### WORK TO COMPLETE
When you reach the records, transcribe each one exactly.

>>>

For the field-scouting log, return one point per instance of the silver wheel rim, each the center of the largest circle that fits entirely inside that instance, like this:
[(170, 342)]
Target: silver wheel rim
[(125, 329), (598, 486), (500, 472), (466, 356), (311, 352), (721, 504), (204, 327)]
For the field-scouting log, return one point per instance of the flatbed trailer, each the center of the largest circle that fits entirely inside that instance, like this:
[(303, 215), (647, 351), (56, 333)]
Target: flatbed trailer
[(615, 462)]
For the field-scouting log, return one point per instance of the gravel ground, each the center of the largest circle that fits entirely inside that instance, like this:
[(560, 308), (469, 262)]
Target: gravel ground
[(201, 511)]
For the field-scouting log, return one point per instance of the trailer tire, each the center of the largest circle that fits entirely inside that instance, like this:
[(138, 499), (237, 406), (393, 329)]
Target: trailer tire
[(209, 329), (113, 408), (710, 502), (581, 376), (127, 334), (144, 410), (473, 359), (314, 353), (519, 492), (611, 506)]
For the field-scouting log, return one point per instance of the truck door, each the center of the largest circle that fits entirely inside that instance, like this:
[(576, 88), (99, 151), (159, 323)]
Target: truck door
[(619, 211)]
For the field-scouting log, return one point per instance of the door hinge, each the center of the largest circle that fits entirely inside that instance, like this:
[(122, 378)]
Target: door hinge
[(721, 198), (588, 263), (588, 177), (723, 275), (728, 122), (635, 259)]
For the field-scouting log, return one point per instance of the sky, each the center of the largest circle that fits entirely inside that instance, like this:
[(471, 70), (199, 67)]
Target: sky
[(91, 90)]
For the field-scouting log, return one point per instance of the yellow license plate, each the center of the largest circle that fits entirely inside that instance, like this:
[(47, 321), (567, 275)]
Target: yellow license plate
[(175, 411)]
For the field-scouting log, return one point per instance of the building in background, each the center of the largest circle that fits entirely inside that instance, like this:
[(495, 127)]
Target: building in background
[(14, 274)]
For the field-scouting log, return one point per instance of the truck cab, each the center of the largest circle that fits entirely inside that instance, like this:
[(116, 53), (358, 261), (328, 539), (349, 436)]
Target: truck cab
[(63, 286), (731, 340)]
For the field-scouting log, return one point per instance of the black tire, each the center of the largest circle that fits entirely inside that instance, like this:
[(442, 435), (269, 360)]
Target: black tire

<<<

### WRITTEN SOLUTION
For the field-scouting log, return one point per instance of the silver wheel rim, each the center of the largest circle that fits entirely inside that instance, like this:
[(170, 342)]
Target: silver wheel rim
[(125, 329), (598, 486), (500, 472), (466, 356), (311, 352), (721, 504), (204, 327)]
For the field-scouting log, return one point per instance of the flatbed trailer, each the center of the largest circle that fits entirely inside that instance, like this:
[(303, 215), (647, 351), (56, 333)]
Target: flatbed trailer
[(615, 462)]
For the field-scouting log, return one point per instance of the gravel ground, each the center of the largest circle that fits entirely inside that instance, like this:
[(560, 308), (469, 262)]
Target: gravel ground
[(201, 511)]
For the field-scouting log, return one point per instance of the trailer tire, each the center of the largest circle that fits entirely inside that instance, like this:
[(138, 499), (237, 406), (393, 329)]
Target: trailer tire
[(209, 329), (113, 408), (710, 502), (581, 376), (127, 334), (144, 410), (473, 359), (314, 353), (519, 492), (611, 506)]
For the field-scouting log, return one point per instance of the truck door, each the center of the largest circle that fits entirely inside that instance, like this:
[(576, 88), (99, 151), (159, 323)]
Target: truck door
[(619, 211)]
For the field-scouting log, return one point per instance of the door hinge, each the center of the largest circle that fits entirely inside that instance, like this:
[(122, 378)]
Target: door hinge
[(721, 198), (588, 263), (588, 177), (723, 275), (728, 122), (635, 259)]
For the field-scouting log, return one point per instance of the sky, each the center of the largest circle that fits entirely inside that instance, like this:
[(471, 70), (199, 67)]
Target: sky
[(91, 90)]
For the field-scouting log, return one point per instance of the yellow license plate, each the center of the largest circle that fits entirely inside that instance, like this:
[(47, 321), (567, 275)]
Target: yellow license plate
[(175, 411)]
For the field-scouting log, return one point per instance of the building in background, each the center of the largest circle that fits entirely inside that instance, like this:
[(495, 127)]
Target: building in background
[(14, 274)]
For the field-scouting log, return one point per instance of the truck cab, each the center of the largest circle that fits entirely inside that instance, like this:
[(116, 53), (358, 261), (328, 539), (349, 436)]
Target: truck cab
[(63, 286), (731, 340)]
For the field-scouting log, return one point per instance of the black tire, each the center of the largest circle that fits entirely inside that instance, like this:
[(442, 435), (269, 360)]
Target: black tire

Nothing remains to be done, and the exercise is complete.